**GOAL**
Reproduce the lines of the data below, from the line containing "white ceiling here." through the line containing "[7,167,73,248]", including both of those lines.

BEGIN ITEMS

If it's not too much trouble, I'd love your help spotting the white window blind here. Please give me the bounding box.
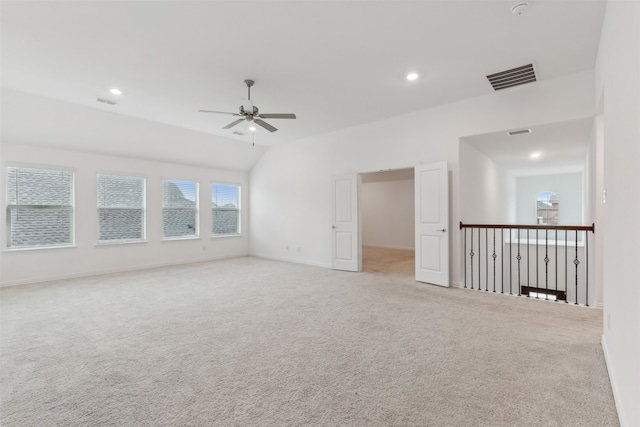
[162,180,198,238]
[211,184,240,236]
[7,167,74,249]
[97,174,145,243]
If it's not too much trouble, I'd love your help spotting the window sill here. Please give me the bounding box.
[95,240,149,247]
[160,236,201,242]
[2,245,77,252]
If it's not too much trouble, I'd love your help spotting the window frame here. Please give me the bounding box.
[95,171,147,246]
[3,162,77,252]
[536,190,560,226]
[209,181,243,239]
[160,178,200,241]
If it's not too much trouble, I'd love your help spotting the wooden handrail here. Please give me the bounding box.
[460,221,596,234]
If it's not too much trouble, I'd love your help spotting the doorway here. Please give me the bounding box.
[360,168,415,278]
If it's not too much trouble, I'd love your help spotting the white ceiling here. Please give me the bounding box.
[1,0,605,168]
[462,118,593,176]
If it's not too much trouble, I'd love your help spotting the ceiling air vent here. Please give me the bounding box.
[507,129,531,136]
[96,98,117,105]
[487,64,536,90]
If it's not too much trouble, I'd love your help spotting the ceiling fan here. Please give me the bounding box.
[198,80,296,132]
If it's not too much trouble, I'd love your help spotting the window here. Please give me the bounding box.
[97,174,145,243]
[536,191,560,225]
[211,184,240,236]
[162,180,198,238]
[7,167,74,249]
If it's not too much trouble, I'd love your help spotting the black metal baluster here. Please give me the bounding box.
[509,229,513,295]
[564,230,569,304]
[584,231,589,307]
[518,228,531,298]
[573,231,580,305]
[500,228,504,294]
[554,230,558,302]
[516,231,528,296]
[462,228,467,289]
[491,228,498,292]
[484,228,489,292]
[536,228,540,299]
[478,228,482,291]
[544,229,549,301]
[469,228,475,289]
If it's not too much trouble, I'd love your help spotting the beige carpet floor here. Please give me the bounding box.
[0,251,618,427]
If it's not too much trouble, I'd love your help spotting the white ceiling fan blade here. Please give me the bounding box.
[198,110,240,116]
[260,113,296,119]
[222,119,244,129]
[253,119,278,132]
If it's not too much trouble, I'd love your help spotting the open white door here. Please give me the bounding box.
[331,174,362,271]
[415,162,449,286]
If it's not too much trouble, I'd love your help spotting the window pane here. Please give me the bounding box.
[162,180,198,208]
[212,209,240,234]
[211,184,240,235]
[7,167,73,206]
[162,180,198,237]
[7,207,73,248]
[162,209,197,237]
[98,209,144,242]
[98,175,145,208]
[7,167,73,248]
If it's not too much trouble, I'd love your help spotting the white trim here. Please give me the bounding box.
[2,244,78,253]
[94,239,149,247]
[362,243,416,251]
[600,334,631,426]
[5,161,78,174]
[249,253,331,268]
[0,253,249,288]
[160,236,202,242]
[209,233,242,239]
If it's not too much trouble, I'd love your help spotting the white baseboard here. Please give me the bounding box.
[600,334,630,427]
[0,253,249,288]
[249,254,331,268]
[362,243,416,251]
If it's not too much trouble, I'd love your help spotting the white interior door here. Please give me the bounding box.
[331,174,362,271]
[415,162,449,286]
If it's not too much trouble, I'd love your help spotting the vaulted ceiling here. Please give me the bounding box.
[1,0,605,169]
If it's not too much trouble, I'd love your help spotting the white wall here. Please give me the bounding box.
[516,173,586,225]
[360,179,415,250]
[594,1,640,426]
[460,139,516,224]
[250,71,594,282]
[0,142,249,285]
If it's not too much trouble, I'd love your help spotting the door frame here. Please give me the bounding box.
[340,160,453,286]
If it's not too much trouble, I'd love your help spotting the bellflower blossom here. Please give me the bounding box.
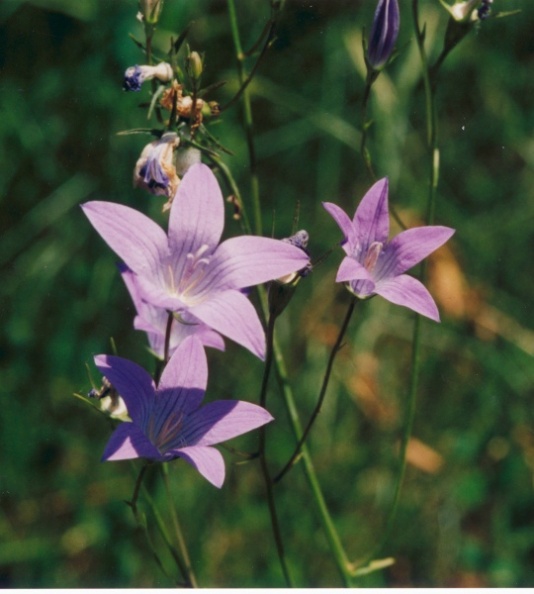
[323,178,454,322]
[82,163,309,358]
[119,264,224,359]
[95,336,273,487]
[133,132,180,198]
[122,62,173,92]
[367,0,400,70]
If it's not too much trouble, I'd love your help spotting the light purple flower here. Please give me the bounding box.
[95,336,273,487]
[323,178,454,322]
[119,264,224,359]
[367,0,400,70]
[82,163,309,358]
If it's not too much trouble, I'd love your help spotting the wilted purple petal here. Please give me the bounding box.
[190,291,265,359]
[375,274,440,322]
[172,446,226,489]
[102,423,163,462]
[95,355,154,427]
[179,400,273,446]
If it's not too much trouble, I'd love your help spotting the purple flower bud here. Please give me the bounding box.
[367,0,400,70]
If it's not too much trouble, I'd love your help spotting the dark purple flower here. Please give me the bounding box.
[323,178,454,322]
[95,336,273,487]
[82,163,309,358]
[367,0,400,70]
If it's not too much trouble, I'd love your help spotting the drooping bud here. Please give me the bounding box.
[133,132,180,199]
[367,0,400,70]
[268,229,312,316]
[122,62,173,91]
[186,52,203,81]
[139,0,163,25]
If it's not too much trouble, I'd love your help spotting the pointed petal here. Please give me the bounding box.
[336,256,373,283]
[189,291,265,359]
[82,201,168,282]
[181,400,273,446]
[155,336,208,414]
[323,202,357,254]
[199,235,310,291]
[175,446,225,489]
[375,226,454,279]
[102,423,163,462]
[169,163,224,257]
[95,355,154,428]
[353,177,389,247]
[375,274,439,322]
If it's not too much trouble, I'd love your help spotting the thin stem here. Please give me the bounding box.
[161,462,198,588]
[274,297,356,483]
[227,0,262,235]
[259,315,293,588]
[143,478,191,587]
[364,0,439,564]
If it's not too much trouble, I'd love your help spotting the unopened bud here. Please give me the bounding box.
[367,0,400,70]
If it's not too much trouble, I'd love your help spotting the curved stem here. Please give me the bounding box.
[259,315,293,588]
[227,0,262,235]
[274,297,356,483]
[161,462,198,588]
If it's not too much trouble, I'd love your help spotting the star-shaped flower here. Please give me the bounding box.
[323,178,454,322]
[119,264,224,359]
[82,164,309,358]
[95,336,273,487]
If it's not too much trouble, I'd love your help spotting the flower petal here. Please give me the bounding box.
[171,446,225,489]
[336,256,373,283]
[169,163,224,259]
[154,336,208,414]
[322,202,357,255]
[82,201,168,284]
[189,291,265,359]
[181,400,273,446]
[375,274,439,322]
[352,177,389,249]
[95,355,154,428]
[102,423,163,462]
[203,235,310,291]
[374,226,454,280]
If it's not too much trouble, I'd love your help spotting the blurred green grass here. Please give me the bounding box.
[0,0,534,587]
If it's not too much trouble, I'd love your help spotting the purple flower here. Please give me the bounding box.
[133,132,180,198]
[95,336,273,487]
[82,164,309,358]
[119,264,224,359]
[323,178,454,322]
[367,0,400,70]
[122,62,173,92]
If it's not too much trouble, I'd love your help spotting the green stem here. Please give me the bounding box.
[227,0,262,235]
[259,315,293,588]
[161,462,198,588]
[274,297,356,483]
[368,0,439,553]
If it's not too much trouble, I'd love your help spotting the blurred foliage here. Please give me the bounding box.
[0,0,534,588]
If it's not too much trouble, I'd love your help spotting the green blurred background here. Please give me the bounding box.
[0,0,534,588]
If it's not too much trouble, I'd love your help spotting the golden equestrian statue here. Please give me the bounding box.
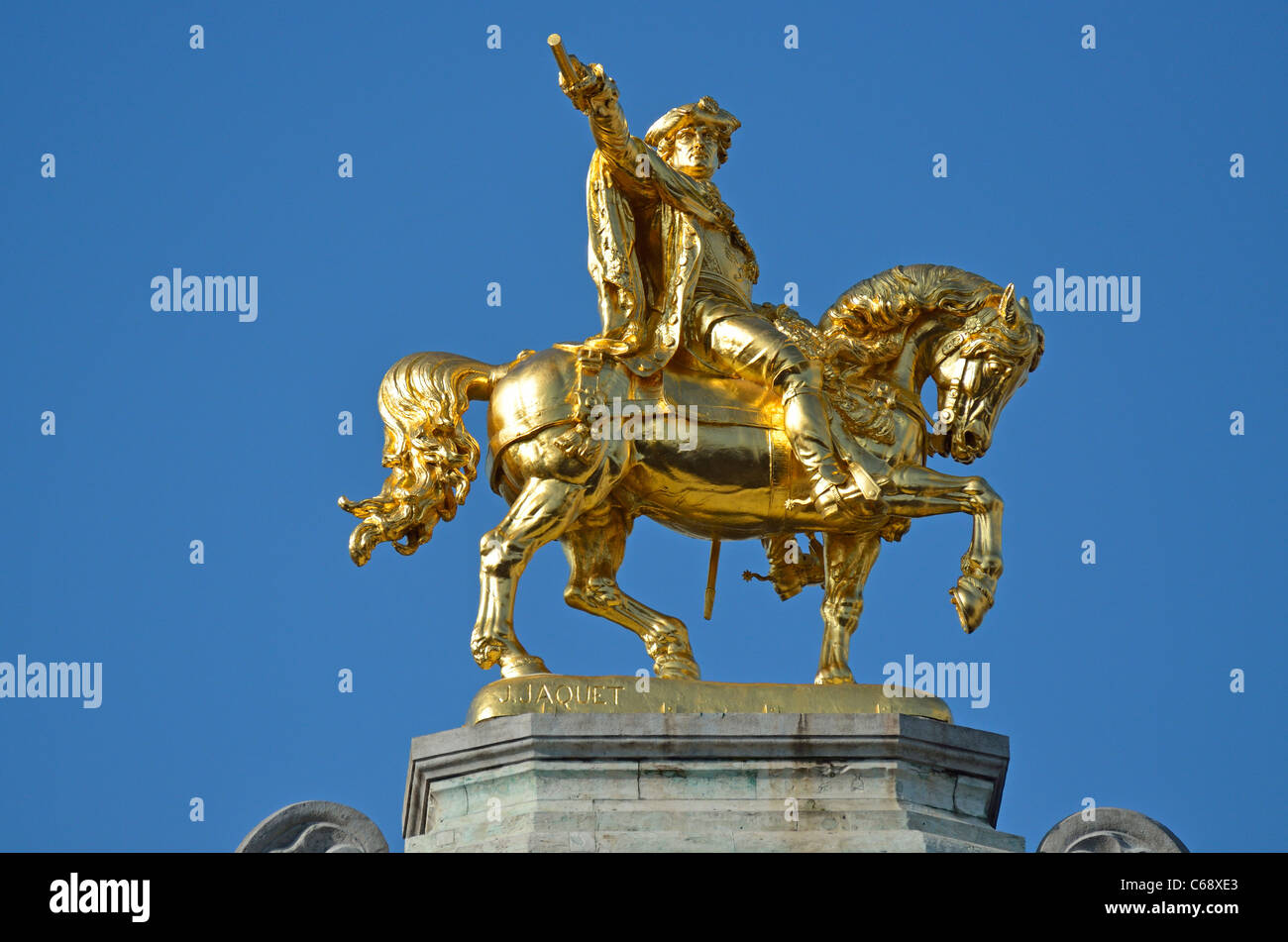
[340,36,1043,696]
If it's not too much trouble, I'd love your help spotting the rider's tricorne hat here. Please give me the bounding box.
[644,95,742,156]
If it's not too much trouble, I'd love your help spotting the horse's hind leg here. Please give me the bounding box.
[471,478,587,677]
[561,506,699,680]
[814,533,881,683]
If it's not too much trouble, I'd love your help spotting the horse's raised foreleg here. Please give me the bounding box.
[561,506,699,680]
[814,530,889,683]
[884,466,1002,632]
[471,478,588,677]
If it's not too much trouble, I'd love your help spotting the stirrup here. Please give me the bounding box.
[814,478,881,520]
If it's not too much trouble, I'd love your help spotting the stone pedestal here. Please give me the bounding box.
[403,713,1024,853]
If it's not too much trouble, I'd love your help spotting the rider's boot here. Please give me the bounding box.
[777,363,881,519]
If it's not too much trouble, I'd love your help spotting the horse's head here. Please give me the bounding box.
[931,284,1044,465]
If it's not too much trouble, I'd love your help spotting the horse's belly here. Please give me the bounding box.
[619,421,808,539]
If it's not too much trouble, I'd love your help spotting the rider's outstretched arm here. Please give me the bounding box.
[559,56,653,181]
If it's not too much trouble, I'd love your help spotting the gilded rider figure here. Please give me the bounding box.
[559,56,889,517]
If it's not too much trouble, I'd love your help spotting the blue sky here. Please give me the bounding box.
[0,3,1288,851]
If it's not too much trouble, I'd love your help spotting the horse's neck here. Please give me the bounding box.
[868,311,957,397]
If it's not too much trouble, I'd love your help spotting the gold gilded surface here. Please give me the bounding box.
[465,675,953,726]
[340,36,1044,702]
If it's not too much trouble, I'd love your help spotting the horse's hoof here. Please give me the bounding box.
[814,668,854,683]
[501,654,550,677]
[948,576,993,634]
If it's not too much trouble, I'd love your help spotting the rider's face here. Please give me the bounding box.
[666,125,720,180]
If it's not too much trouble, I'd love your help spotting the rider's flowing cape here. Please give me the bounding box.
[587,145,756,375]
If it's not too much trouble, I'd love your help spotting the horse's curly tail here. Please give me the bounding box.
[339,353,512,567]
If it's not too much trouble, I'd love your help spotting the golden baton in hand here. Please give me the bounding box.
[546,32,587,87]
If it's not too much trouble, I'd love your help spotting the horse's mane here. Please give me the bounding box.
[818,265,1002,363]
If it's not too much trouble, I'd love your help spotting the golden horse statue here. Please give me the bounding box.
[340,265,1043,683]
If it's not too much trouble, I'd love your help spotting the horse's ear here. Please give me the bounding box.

END ITEMS

**EXERCISE OUTPUT**
If it's not too much trouble, I'd love your help spotting the white ceiling here. Please give me the bounding box.
[1,0,605,168]
[462,118,593,176]
If it's not too much trouble, I'd love your help spotting the ceiling air vent here. Please give me the bounding box.
[507,129,531,136]
[96,98,117,105]
[487,64,536,90]
If it's not too much trouble, I'd love your help spotting the ceiling fan here. Please give me the bounding box.
[198,80,296,132]
If it's not too much trouble, I'd love your help spotting the window here. Please give me the bounding box.
[97,174,145,243]
[536,191,560,225]
[211,184,240,236]
[162,180,198,238]
[7,167,74,249]
If it's not too much trouble, I'd love your help spotting the black metal baluster here. Please give me the bounding box.
[509,229,513,295]
[564,230,569,304]
[584,231,589,307]
[518,228,531,298]
[573,231,580,305]
[500,228,504,294]
[554,230,558,302]
[516,231,528,296]
[462,228,467,289]
[491,228,498,292]
[484,228,489,292]
[536,228,540,299]
[478,228,482,291]
[544,229,549,301]
[469,228,475,289]
If it's not too much trouble, I'd love your help spotting the beige carpet floor here. Please give me the bounding box.
[0,251,618,427]
If it's not too much trouble, I'd love your help spotting the white ceiling fan blade here. Please give me the bounding box.
[198,110,240,116]
[260,113,296,119]
[222,119,244,129]
[253,119,278,132]
If it's not too much trouble, I'd love your help spotting the open white door here. Please give me the bounding box.
[331,174,362,271]
[415,162,449,286]
If it's not too much trouble, I'd love your help spotting the window pane here. Please give me the bounding box.
[162,180,198,208]
[212,209,240,234]
[211,184,240,235]
[7,167,73,206]
[162,180,198,237]
[7,207,73,248]
[162,209,197,237]
[98,209,144,242]
[98,175,145,208]
[7,167,73,248]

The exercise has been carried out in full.